EXTRACT PROVIDED
Englewood, New Jersey, in the 1950s. An Italian- Irish working-class family. Salvatore ran a tire business; Helen taught high school drama and directed at community theaters; and Ellen — the eldest of their six kids, the responsible one — got stuck with much of the housework. “Saturday mornings were for cleaning house,” she recalls. “I had the ironing — I had to do all the white shirts for my brothers and sisters in Catholic school — and I had to clean the tub.”
Ellen was acting as a kind of surrogate mother toward her younger siblings, so when sisters Margaret and Annie appear as Ellen’s daughters in Cinderella (at Coeur d’Alene Summer Theatre, July 3-17), they’ll be falling into some old family roles.
Last year, when CdA’s artistic director, Roger Welch, decided to produce Rodgers and Hammerstein’s Cinderella with Ellen as the wicked stepmother, Ellen recalls saying “to Roger — jokingly — ‘Wouldn’t it be hysterical if my sisters were the stepsisters?’ And he laughed. And then he came back a little later and said, ‘I think it’s a brilliant idea.’” The youngest of the six Travolta children — you may have heard of him, his name’s John — thought it was a great idea, too. (Enough so that he’ll fly into town to take in a performance, though the sisters are coy about revealing exactly when.)
This is the first time onstage together for all three Travolta sisters (who are, let’s say, all in their 60s or just past them). In a dual number late in the show — “When You’re Driving Through the Moonlight” and “A Lovely Night” — all three Travolta sisters sing along with Cinderella (Jessica Skerritt). Margaret, the middle sister, admits the songs are musically challenging, partly because “it’s been 42 years since I’ve been onstage.”
As Cinderella retells the story of the fancy ball at the prince’s castle, “We think she’s telling us what it would have been like,” Margaret says. “We don’t know that she had actually been there. And we sort of fall into her fantasy, and we’re nice to her. It’s a pivotal point, because even though we don’t like her, we lose ourselves in her dream. There are some harmonies in there, and four-part harmonies are kind of hard to pull off.”
This CdA production is based on the 40th-anniversary movie version from 1997 that starred Brandy, Whitney Houston and Bernadette Peters. Among other revisions, the prince (here in CdA, played by Andrew Ware Lewis) meets Cinderella while disguised as a peasant, and, after rebelling against her stepmother’s cruelty, Cinderella intends to run away from home until her fairy godmother (Megan Maddox) persuades her instead to confide in the prince.
Ellen describes the stepmother as “very mean. But when you have a good fairy tale, you need a good villain.” For her characterization, she’s drawing on the likes of Mama Rose, Norma Desmond, Joan Crawford and Bette Davis.

DATA ROWS
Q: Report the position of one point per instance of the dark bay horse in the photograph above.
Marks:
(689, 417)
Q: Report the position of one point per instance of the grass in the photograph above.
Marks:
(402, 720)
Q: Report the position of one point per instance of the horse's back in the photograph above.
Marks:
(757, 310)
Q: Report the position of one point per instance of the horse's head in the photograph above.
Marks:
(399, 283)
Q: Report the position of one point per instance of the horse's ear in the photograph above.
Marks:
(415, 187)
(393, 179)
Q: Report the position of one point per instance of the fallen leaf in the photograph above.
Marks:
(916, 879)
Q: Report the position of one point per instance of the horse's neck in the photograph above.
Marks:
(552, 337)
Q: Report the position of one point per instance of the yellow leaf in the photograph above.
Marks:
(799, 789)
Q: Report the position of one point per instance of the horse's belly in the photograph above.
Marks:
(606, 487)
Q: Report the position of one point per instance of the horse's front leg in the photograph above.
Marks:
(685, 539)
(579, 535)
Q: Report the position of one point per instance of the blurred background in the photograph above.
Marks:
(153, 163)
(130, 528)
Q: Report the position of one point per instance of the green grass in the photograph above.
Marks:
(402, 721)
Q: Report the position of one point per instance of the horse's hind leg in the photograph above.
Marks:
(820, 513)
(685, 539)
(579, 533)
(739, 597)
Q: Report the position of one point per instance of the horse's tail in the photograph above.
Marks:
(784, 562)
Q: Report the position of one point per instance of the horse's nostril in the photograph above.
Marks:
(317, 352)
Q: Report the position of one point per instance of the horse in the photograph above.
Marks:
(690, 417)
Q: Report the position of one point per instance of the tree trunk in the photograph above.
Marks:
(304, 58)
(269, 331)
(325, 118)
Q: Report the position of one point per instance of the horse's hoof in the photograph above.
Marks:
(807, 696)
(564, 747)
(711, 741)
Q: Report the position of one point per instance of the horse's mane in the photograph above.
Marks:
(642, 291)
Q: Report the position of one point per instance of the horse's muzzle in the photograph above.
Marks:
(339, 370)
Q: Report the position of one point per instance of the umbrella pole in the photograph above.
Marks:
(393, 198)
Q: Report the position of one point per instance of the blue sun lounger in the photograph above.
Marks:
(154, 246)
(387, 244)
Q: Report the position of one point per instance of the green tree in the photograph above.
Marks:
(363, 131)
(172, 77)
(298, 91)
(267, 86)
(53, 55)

TASKS TO COMPLETE
1) Quote the passage from the article on the Travolta sisters in Cinderella, starting at "This CdA production" and ending after "and Bette Davis.".
2) According to the article on the Travolta sisters in Cinderella, who plays the prince in the Coeur d'Alene production?
3) Continue the article on the Travolta sisters in Cinderella from where it stops.

ANSWERS TO THE TASKS
1)
This CdA production is based on the 40th-anniversary movie version from 1997 that starred Brandy, Whitney Houston and Bernadette Peters. Among other revisions, the prince (here in CdA, played by Andrew Ware Lewis) meets Cinderella while disguised as a peasant, and, after rebelling against her stepmother’s cruelty, Cinderella intends to run away from home until her fairy godmother (Megan Maddox) persuades her instead to confide in the prince.
Ellen describes the stepmother as “very mean. But when you have a good fairy tale, you need a good villain.” For her characterization, she’s drawing on the likes of Mama Rose, Norma Desmond, Joan Crawford and Bette Davis.

2) Andrew Ware Lewis

3)
“She’s just cruel,” Ellen says. “At one point, Cinderella kneels near her, and she just says, ‘I want my real daughters, not you. You go tend to the fire and serve us tea.’” But Ellen will display another side of the stepmother’s personality, too: “She’s very silly — she loves her girls, who are two duds.”
The stepsister duds have ironic names — Grace (Annie) is awkward, while Joy (Margaret) is sullen — but they also get to be “a little more gregarious, with more of the comedy,” says Ellen.
All the fun-loving goes back to New Jersey in ‘50s. “We’d sit on our front porch and watch the people in our neighborhood go by,” Ellen says. “And my mother was a great mimic. That’s how it all started — that’s how all of us got into acting.”
Margaret remembers how “I would do Mr.
Delaney — he wasn’t nice, he was kinda tough. He was a painter, with a kind of gruff voice. And he had eight, 10, 20 kids — it was an Irish Catholic family.”
For the next two weeks in Coeur d’Alene, the three Travolta sisters will be putting on a show, just as they did back in the old neighborhood. “After dinner, we would march into the basement,” Margaret recalls.
“Dad had built a little theater for mom in the basement, with drawstrings and little wing areas. We’d have a trunk full of costumes, and the music would be from LPs, and we’d put on songs from Gypsy, Carousel and West Side Story. So for us, doing this, it’s like play.”
Find your glass slipper with Cinderella, presented by Coeur d’Alene Summer Theatre at NIC’s Boswell Hall, 1000 W. Garden Ave., on Saturday, July 3, at 2 pm and 8 pm; Thursdays-Saturdays, July 8-10 and July 15-17, at 7:30 pm; and Sunday, July 11, at 2 pm. Tickets: $39; $35, seniors; $25, children. Visit cdasummertheatre.com or call (208) 769-7780.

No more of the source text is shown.